**WRITTEN INSTRUCTION 1**
Extract each line of the entries below that contains the string "grain".

Hi Gidon,

Sure. I’m working on it.

Regards, Tham

From: Gidon Gershinsky
Sent: Thursday, May 30, 2019 4:39 AM
To: [email protected]
Subject: Re: Announcement for c++ parquet encryption

Wes, thanks for reviewing and merging the 3520. Tham, can you please rebase
2555 to take these and Deepak's changes in, so your PR becomes the staging
branch.
Revital will then send an additional input to your branch. Afterwards, with
your changes and additions, please let us know when PR 2555 is ready for a
review.

Cheers, Gidon.

On Tue, May 28, 2019 at 7:25 AM Deepak Majeti <[email protected]>
wrote:

> Hi Gidon,
>
> I agree with your point 2). I merged the PR for OpenSSL build support. We
> can do the same for PR-3520 after you push the changes this week. We can
> then simply rebase PR-2555 and make the final review.
> For 1) I would like to take a look at the inter-op testing framework first.
> Can you share the inter-op sample? Thanks.

**WRITTEN INSTRUCTION 2**
Supply the continuation of the email thread above about C++ Parquet encryption, beginning after its final sentence.

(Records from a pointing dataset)
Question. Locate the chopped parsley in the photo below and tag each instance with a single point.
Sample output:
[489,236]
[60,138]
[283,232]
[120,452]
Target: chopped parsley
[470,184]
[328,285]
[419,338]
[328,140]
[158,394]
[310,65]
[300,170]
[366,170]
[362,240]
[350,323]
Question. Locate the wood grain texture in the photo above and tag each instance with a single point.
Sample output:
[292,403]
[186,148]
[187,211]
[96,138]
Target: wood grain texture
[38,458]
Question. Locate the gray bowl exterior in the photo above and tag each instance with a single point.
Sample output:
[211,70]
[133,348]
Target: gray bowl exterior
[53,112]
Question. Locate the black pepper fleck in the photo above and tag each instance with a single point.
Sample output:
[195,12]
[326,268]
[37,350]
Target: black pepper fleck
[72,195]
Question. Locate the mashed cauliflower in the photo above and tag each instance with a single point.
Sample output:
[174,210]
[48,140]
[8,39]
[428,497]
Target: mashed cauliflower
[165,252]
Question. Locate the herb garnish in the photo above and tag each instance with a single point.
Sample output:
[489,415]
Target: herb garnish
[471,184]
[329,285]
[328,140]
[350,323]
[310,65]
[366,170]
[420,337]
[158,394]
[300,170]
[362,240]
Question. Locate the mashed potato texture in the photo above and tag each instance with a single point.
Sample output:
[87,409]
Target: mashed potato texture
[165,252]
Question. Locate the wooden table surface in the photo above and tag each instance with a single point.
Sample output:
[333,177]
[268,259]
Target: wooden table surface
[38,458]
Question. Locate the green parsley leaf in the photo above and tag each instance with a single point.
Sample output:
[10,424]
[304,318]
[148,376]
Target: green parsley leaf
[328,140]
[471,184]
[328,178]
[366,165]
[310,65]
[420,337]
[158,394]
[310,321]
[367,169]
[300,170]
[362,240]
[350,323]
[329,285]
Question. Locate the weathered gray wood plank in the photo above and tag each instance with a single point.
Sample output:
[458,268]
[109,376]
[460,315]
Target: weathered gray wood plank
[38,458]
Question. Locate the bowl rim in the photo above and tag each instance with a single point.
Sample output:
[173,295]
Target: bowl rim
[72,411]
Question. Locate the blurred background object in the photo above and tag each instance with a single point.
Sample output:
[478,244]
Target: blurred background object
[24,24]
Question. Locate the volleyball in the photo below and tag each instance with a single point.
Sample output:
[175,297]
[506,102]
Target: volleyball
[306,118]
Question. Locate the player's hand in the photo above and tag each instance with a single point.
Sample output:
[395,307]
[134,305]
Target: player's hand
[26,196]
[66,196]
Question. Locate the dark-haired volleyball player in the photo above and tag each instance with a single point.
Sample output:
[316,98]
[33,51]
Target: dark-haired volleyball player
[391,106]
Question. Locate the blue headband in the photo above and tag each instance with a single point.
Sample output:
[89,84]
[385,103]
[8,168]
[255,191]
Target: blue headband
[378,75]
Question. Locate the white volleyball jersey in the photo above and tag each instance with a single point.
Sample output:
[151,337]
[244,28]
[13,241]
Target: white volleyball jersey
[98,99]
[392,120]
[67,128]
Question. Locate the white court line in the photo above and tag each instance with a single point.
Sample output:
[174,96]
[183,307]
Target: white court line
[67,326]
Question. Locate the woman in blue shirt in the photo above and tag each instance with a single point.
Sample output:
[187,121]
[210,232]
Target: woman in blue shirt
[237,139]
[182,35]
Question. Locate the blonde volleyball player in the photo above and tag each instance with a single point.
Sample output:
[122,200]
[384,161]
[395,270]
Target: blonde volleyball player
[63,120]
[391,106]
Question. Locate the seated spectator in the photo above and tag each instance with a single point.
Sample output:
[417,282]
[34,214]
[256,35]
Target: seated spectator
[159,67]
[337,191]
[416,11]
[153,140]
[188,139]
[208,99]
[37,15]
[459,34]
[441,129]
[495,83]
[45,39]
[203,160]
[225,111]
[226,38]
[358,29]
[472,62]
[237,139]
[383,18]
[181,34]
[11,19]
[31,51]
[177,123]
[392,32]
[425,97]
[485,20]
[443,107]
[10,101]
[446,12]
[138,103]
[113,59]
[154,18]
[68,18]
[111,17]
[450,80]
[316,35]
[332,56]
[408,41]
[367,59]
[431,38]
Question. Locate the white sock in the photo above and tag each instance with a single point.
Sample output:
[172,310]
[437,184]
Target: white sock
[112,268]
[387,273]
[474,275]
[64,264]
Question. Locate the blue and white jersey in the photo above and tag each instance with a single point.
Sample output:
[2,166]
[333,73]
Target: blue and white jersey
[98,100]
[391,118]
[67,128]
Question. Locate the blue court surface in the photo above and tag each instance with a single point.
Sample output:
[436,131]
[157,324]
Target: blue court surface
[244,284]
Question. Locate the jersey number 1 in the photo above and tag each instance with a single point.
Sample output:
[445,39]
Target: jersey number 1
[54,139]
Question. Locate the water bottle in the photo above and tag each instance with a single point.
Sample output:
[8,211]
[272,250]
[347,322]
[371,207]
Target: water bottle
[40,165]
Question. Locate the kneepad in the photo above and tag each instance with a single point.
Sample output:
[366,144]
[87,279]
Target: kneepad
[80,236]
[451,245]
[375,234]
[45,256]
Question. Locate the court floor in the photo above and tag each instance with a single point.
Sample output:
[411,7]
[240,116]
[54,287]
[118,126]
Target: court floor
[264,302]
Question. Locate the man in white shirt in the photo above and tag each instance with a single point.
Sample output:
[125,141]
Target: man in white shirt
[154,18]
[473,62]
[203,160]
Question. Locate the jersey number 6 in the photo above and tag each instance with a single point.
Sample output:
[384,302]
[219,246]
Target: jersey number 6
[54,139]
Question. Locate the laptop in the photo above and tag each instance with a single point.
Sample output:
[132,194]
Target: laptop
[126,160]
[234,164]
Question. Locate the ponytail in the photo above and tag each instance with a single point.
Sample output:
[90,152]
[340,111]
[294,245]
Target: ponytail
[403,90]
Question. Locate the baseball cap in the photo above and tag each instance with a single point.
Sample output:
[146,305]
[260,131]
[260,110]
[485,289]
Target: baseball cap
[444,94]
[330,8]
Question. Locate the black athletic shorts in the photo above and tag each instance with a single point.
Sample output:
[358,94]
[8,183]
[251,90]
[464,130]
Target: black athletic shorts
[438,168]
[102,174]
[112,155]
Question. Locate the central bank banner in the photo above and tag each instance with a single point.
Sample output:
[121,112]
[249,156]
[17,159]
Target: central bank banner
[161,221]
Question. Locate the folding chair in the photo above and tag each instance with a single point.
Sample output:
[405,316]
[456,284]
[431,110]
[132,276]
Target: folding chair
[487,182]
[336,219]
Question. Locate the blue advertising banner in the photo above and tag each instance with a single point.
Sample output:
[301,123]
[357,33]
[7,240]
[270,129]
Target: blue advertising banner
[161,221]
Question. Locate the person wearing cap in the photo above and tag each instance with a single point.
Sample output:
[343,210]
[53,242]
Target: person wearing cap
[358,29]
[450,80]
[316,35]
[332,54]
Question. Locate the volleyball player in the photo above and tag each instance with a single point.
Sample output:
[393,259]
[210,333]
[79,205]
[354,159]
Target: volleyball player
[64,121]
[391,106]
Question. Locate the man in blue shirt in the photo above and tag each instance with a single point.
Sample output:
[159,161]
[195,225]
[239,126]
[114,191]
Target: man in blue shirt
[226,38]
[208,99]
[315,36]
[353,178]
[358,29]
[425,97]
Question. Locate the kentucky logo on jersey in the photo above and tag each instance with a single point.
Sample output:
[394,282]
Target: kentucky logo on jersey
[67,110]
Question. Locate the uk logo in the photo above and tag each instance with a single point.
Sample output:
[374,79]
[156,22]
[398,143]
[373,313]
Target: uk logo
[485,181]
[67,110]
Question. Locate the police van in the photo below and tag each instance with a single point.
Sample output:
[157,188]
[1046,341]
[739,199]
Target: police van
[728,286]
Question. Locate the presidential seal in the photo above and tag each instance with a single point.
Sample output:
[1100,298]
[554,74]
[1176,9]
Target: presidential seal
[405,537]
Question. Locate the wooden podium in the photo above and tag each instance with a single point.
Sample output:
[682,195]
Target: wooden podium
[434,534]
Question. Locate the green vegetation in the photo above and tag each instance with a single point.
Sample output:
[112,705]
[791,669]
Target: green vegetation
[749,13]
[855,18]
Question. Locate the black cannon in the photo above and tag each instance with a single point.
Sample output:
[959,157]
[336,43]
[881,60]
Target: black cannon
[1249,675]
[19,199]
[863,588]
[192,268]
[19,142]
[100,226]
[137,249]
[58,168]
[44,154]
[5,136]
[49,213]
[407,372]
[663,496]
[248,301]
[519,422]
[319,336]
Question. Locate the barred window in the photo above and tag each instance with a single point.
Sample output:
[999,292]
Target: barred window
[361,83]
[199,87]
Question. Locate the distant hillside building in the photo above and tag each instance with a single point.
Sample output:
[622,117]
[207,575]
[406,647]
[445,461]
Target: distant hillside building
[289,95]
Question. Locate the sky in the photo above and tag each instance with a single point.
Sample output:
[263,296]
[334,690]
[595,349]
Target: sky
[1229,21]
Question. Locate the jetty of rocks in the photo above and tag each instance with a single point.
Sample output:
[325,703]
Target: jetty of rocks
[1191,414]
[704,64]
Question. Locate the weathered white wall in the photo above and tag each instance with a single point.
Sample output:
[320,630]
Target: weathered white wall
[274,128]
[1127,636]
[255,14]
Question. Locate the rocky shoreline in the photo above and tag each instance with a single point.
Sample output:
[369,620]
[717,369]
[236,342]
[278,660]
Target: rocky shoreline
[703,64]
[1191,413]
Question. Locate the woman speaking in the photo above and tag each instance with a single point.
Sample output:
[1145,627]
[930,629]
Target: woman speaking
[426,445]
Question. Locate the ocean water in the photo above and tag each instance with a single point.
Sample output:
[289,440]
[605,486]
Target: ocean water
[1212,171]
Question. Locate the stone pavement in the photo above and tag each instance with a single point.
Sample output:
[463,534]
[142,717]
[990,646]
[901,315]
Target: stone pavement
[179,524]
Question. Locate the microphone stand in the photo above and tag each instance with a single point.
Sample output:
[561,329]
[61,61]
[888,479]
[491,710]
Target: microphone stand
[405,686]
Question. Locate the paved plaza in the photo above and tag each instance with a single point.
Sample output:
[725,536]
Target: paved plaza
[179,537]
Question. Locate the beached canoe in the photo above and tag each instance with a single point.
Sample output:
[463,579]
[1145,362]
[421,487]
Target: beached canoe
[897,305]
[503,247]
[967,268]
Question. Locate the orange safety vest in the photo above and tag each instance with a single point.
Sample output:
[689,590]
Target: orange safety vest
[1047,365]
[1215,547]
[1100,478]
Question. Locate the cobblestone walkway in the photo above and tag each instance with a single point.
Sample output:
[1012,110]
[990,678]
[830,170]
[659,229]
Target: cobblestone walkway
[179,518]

**EXERCISE ANSWER 1**
Question. Locate the wood grain texture in the photo above and tag each instance with a single point.
Target: wood grain texture

**EXERCISE ANSWER 2**
>
>
> On Mon, May 27, 2019 at 7:21 PM Gidon Gershinsky <[email protected]> wrote:
>
> > Hi Deepak,
> >
> > If it simplifies the code review, we can make this change. Actually,
> we're
> > already creating a single branch that has the parquet-cpp with encryption
> > in one place, ready for build and sample run. This is a private branch -
> > but we can do the same for the pull request (2555), making it the staging
> > branch. However, there are a number of technical details we need to
> address
> > first:
> >
> > 1) The private branch we're creating contains not only the cpp encryption
> > sample, but also an additional interop sample that checks
> interoperability
> > with parquet-mr encryption.
> > Do we want to add this interop sample to the staging branch? Should this
> > sample be merged in arrow/parquet-cpp for future interop testing with
> Java
> > encryption? Or this sample can stay in the staging branch for the
> duration
> > of the review process, and be removed just before the staging PR is
> merged
> > in arrow/parquet-cpp? Or we dont add this interop sample to the staging
> > branch at all, and keep our private branch for interop testing? Let us
> know
> > your preference.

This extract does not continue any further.